### Given data
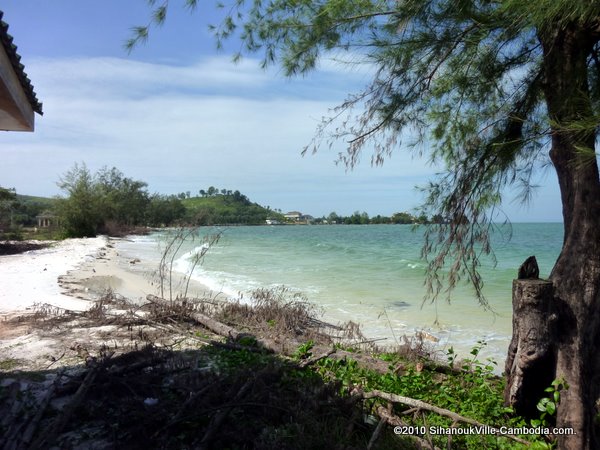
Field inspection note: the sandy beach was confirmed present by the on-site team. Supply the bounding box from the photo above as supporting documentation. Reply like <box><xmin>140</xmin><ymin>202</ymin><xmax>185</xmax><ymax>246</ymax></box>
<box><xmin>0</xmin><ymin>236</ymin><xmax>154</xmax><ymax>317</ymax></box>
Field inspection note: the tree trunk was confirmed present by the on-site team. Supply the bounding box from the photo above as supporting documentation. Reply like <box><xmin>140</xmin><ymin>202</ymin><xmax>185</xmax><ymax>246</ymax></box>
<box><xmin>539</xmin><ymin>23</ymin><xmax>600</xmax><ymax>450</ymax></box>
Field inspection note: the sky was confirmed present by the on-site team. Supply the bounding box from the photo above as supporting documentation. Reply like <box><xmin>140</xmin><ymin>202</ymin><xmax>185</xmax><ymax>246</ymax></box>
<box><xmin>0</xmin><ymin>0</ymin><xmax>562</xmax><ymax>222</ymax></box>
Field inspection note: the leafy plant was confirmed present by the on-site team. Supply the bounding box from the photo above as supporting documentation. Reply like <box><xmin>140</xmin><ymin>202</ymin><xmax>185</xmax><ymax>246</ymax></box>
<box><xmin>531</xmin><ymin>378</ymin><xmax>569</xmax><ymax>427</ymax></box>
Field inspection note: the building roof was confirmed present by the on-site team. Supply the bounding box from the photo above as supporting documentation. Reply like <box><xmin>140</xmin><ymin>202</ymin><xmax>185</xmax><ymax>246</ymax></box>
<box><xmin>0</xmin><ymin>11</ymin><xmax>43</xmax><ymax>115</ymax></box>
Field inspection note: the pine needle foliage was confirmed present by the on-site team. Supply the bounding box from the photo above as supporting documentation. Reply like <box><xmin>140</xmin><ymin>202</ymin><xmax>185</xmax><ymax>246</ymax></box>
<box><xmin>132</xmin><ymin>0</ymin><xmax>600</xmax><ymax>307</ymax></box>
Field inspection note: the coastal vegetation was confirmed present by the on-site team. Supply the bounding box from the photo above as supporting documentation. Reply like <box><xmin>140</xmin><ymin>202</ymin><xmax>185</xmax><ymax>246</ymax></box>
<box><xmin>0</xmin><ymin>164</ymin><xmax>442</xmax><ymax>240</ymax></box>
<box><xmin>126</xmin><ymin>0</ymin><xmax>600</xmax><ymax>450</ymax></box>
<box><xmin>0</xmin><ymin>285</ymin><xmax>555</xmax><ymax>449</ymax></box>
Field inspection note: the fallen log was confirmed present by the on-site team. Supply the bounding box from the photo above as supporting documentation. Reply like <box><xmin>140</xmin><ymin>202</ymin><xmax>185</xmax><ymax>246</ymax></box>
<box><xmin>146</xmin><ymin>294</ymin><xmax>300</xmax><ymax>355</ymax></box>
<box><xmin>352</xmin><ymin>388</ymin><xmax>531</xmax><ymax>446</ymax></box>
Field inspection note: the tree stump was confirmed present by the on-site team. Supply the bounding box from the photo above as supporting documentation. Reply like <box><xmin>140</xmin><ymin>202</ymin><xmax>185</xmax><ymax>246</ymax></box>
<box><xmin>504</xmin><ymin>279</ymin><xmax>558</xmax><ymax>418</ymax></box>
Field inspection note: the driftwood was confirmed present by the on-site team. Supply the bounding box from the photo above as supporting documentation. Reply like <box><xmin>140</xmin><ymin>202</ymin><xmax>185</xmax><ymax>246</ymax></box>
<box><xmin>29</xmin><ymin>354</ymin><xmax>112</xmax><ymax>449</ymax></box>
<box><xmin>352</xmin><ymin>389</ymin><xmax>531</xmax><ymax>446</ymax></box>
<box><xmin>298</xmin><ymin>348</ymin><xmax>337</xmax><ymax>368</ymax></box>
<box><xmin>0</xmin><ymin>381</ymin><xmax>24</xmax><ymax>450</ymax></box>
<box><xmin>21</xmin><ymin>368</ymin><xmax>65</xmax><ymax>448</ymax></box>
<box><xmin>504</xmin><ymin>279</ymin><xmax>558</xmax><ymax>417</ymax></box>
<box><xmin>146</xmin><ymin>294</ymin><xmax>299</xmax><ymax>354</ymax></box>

### Exercise
Rewrite every line from the one containing "Field inspection note: the coastal" through the last line of the items above, both included, requests and all. Multiply each bounding-box coordinate in the answers by 1.2 and round it to a whole number, rounding halves up, but leave every number in the requests and their reply samples unchanged.

### Output of the task
Field inspection note: the coastal vegetation was confirmed present by the on-site team. Supply the bounding box from the photo above as supporting documentation. Reply like <box><xmin>140</xmin><ymin>202</ymin><xmax>185</xmax><ymax>246</ymax></box>
<box><xmin>0</xmin><ymin>197</ymin><xmax>530</xmax><ymax>288</ymax></box>
<box><xmin>151</xmin><ymin>0</ymin><xmax>720</xmax><ymax>540</ymax></box>
<box><xmin>0</xmin><ymin>342</ymin><xmax>666</xmax><ymax>539</ymax></box>
Field inspection note: the fallen log was confirmed present by the on-site team. Supply the bounding box from the photo above as supporting documentation. Reply like <box><xmin>140</xmin><ymin>202</ymin><xmax>185</xmax><ymax>246</ymax></box>
<box><xmin>175</xmin><ymin>353</ymin><xmax>360</xmax><ymax>426</ymax></box>
<box><xmin>422</xmin><ymin>466</ymin><xmax>637</xmax><ymax>535</ymax></box>
Field inspection note: the tree stump was confirmed present by the on-site team. Supply the bounding box from the photo above as supporting documentation. Reply like <box><xmin>140</xmin><ymin>202</ymin><xmax>185</xmax><ymax>246</ymax></box>
<box><xmin>605</xmin><ymin>335</ymin><xmax>670</xmax><ymax>502</ymax></box>
Field inspection note: the driftwood was confirmed present by the on-site team. Supply the bounding box from the photo above as supporting documentation. Reply like <box><xmin>140</xmin><ymin>202</ymin><xmax>185</xmax><ymax>246</ymax></box>
<box><xmin>35</xmin><ymin>425</ymin><xmax>134</xmax><ymax>539</ymax></box>
<box><xmin>422</xmin><ymin>467</ymin><xmax>637</xmax><ymax>535</ymax></box>
<box><xmin>358</xmin><ymin>418</ymin><xmax>404</xmax><ymax>442</ymax></box>
<box><xmin>0</xmin><ymin>457</ymin><xmax>29</xmax><ymax>540</ymax></box>
<box><xmin>25</xmin><ymin>442</ymin><xmax>78</xmax><ymax>538</ymax></box>
<box><xmin>605</xmin><ymin>335</ymin><xmax>670</xmax><ymax>500</ymax></box>
<box><xmin>175</xmin><ymin>353</ymin><xmax>359</xmax><ymax>425</ymax></box>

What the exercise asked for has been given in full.